::: DATASET ROWS

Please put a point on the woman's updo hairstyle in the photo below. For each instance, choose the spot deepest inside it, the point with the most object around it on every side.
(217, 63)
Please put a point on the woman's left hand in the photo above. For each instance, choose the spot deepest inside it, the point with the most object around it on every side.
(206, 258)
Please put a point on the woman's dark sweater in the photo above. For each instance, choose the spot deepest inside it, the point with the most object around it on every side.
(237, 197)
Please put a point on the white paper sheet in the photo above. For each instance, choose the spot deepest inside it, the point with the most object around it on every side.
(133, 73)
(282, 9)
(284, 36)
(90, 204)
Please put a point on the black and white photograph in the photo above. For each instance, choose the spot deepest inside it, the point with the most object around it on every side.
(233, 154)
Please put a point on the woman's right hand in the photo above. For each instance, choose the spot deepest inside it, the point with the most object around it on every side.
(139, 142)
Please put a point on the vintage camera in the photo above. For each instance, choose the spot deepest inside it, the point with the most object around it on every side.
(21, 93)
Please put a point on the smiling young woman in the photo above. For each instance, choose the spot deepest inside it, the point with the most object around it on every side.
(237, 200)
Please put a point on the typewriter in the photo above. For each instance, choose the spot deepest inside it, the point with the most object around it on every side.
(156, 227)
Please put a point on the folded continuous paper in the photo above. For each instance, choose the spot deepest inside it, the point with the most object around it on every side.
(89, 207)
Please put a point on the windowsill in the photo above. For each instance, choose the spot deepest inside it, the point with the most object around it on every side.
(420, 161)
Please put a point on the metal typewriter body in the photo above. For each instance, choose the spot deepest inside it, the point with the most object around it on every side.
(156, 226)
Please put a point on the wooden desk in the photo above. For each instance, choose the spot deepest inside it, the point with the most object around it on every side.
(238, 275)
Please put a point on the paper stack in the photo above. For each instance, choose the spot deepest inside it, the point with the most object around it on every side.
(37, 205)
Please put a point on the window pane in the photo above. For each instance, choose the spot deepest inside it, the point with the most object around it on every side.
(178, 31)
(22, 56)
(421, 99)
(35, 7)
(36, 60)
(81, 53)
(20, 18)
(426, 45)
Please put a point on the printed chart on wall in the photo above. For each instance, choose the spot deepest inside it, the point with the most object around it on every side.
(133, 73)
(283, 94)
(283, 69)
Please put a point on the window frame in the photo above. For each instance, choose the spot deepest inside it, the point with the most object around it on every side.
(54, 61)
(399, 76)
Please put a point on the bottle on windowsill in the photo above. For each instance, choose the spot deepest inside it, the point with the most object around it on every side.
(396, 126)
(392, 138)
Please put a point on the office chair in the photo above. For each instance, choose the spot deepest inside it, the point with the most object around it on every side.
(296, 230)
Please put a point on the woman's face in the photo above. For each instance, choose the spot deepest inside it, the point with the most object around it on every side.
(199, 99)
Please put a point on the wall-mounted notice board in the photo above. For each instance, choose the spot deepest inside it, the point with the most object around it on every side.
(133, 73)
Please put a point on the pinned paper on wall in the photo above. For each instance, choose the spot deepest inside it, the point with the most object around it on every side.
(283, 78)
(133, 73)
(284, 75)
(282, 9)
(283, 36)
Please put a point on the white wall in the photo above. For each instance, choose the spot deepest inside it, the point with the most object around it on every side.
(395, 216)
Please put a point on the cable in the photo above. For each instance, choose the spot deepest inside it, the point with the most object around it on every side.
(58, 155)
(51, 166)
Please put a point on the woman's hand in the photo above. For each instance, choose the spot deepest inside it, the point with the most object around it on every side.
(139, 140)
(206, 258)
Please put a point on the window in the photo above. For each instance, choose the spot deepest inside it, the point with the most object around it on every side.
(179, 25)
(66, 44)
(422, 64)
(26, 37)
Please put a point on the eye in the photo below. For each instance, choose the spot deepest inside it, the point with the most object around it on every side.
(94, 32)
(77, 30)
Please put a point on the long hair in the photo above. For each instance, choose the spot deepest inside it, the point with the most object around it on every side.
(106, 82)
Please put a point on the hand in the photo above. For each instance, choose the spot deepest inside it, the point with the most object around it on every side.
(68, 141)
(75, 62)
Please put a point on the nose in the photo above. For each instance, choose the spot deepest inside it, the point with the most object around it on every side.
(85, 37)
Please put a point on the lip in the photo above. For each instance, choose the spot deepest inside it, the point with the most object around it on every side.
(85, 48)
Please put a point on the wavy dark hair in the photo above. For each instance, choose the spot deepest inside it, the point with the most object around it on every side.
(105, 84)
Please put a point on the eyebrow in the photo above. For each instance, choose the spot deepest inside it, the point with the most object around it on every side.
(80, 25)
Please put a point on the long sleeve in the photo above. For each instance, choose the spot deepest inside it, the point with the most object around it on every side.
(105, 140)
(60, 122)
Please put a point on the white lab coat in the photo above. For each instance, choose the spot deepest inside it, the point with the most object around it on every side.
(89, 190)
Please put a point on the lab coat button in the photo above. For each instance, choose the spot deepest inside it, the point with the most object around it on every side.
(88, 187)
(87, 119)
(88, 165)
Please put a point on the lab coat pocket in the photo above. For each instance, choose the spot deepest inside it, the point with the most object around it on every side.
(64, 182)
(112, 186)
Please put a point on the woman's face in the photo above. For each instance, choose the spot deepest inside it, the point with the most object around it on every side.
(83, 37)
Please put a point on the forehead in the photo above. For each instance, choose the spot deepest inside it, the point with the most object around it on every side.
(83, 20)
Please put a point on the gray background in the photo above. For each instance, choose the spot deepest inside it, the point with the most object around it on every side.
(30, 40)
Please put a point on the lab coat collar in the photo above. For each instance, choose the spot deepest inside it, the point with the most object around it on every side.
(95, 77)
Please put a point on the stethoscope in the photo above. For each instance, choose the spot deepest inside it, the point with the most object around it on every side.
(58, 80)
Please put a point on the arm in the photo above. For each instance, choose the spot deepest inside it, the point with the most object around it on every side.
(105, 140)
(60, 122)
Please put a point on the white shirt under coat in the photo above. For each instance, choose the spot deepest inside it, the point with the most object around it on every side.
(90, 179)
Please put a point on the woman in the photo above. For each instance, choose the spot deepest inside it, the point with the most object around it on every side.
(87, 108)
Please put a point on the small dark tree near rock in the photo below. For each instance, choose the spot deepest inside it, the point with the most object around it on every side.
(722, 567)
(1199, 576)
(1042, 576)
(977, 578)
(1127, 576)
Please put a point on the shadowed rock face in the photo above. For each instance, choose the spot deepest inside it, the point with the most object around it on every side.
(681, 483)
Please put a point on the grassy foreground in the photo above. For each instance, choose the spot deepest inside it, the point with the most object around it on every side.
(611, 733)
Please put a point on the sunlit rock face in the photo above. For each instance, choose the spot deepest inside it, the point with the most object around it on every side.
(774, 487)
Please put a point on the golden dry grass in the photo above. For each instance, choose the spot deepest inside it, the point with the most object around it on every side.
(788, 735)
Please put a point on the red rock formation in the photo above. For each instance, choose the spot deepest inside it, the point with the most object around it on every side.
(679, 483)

::::::

Print all of the entries exactly as they appear.

* FINISHED TASK
Please put a point on the woman's updo hairstyle in the photo below. For each instance, choose the spot deepest inside it, the point with the most object around it on every side.
(217, 63)
Please put a point on the woman's left hand in the photo above. For each instance, choose the spot deepest inside it, the point with the most object around it on every side.
(206, 258)
Please put a point on the woman's dark sweater in the photo above. For each instance, choose the spot deepest inside it, the point with the most object around it on every side.
(237, 197)
Please put a point on the white paper sheet in the photo above. For each instance, choose the spot deepest inside it, the point with the most object around it on every side.
(133, 73)
(282, 9)
(284, 36)
(90, 204)
Please put a point on the black and white photograph in the photo above. For each instance, choose the spot deepest inside it, the point with the most object around it on every side.
(233, 154)
Please put a point on the woman's right hand in the photo above. For each instance, choose the spot deepest inside it, the point with the most object around it on every side.
(139, 142)
Please put a point on the vintage camera in the photo above. For each instance, choose the spot deepest inside it, the point with the most object around it on every side.
(21, 93)
Please put a point on the smiling young woman in the photo above. For each instance, choose the spot deepest inside it, the point with the most object around it on every side.
(237, 200)
Please put a point on the typewriter in the photo above. For each instance, choose the spot deepest inside it, the point with the most object around it on every side.
(156, 227)
Please put a point on the folded continuous paper in the photo above. For each instance, choose the spot deepest inside it, the point with the most object around it on every side.
(89, 207)
Please put a point on the windowsill in the photo above. For each instance, choose the spot deepest inside it, the point with the most object around it on every side.
(420, 161)
Please put a point on the metal typewriter body in the photo above. For each instance, choose the spot deepest inside it, the point with the most object around it on every side.
(156, 226)
Please put a point on the wooden desk in the photo above. For each instance, choose the spot deepest inside it, the point with the most object around it on every side.
(238, 275)
Please put a point on the paper stack in the photo above. For each instance, choose the spot deepest inside it, the point with the most object around it on every side.
(37, 205)
Please put a point on the window pane in the photo above. For each instance, choose the spot deepest inside it, the point with the most object around it on every side.
(178, 31)
(22, 56)
(421, 99)
(35, 7)
(36, 60)
(81, 53)
(20, 18)
(426, 45)
Please put a point on the printed chart on wall in the photo above. For each instance, choose the spot deepest inside it, the point with the most object around it on every side.
(133, 73)
(283, 94)
(283, 69)
Please put a point on the window frame in the photo above. For each instance, choose the spot deepest inside it, the point with the most object around it on every side.
(54, 61)
(399, 76)
Please put a point on the bottle on windowsill in the photo above. For each instance, choose the spot deepest inside it, the point with the most object around it on every side.
(396, 126)
(392, 138)
Please put a point on the office chair in the photo above. For each instance, choose the spot deepest inside it, the point with the most object around it on every side.
(296, 230)
Please put a point on the woman's face in the photo above. For each instance, choose the spot deepest inside it, the point with the most object around it on every side.
(199, 99)
Please put a point on the wall-mounted notice board in the photo above. For each instance, choose the spot deepest inside it, the point with the most object around it on every side.
(133, 73)
Please put a point on the pinned paper on wall in the photo above. For each instance, choose the spot deepest inside it, the point with the most object around it on every side.
(283, 78)
(133, 73)
(284, 75)
(282, 9)
(283, 36)
Please put a point on the white wall in the photo above. For each instance, choose the spot deepest inside it, the point with the most object around it on every side.
(395, 216)
Please put a point on the cable in the photo above. For each instance, choose the spot deepest inside it, the point with the most object around it on every side.
(58, 155)
(51, 166)
Please put a point on the woman's hand in the photo above. For each instance, choose the spot deepest inside it, the point with the most object around it on every side.
(139, 140)
(206, 258)
Please put a point on the window in the photo above. For each instance, choose the spot deepest inside it, the point with the most object around it on every side.
(179, 25)
(66, 44)
(422, 64)
(26, 37)
Please put a point on the eye in the photo below. For each instance, choose the spot deepest inside it, the point with the most object around it on every side.
(94, 32)
(77, 30)
Please put a point on the long hair in the photo above. For each instance, choose the spot deepest inside it, the point with the most object around it on every side.
(106, 82)
Please put a point on the hand in the photo above. For each instance, choose the spot deepest inside it, the point with the most object around it on every side.
(68, 141)
(75, 62)
Please put a point on the nose in the photo above. For each instance, choose the spot deepest inside it, the point with the most object around it on every side.
(85, 37)
Please put a point on the lip in the photo above. For each instance, choose the spot deepest inside it, the point with the most object around it on every side.
(85, 48)
Please put a point on the wavy dark hair in the photo above. For each instance, choose the spot deepest inside it, the point with the most object around it on every side.
(105, 84)
Please put a point on the eyebrow in the photo above. For each instance, choose the spot deepest inside it, the point with the most object around it on every side.
(80, 25)
Please put a point on the long sleeve in the photo above. For each instance, choose the spot deepest inside it, the point with the most object around it on every side.
(105, 140)
(60, 122)
Please put a point on the white lab coat in the photo above. For each instance, choose the spot deepest inside it, the point with the most object around it on every side.
(89, 190)
Please put a point on the lab coat button in the photo above. For each instance, choose the spot deepest inside it, the point with the most object around it on every side.
(88, 187)
(87, 119)
(88, 165)
Please put a point on the lab coat pocket in the photo above. For each instance, choose the spot deepest inside it, the point with the most object around it on every side.
(64, 182)
(112, 186)
Please put a point on the woman's face in the photo above. For each instance, choose the spot deepest inside it, the point with the most object around it on every side.
(83, 37)
Please put a point on the forehead in the photo above. For each instance, choose the spot deepest inside it, the point with the most object around it on every side.
(83, 20)
Please put a point on the gray background in the photo above. For each instance, choose the spot deepest inside it, the point with the most object around it on every side.
(30, 40)
Please put a point on the lab coat collar in the photo above. For each instance, choose the spot deepest inside it, the point with the most object around it on every side.
(95, 77)
Please put a point on the stethoscope in the photo above. For each instance, choose the spot deepest inside it, the point with the most object around it on every side.
(58, 80)
Please put a point on the arm in the photo above. For each instance, choose the spot deepest inside it, the point with the most object around it on every side.
(105, 140)
(60, 122)
Please put a point on the white shirt under coat in the photo above. For each instance, choose the spot deepest inside it, the point with the most object around it on every side.
(90, 179)
Please put a point on the woman in the photo above. For each instance, choose the spot deepest inside it, the point with the most object around it on every side.
(87, 108)
Please put a point on the small dark tree near rock in the photo below. For each instance, choose the spot deepest inside it, the point with the most object around it on every side.
(722, 567)
(1199, 576)
(1042, 576)
(977, 578)
(1127, 576)
Please put a point on the shadowed rock face in the photo above. For each instance, choose the spot deepest inside it, the point with the most object around it on every side.
(681, 483)
Please put a point on the grassy foreground in the photo above. For each instance, choose the spot deepest inside it, the point with the most object around it on every side.
(611, 733)
Please put a point on the sunlit rock face in the photo above. For each instance, choose the spot deepest inside it, the point with the most object around it on every side.
(774, 487)
Please put a point on the golden dry grass in the photo above. For each instance, choose the spot deepest inside it, the point with the most object around it on every side.
(788, 735)
Please put a point on the red rock formation in the photo above. For each instance, choose the spot deepest inside it, the point with the most object around it on every side.
(679, 483)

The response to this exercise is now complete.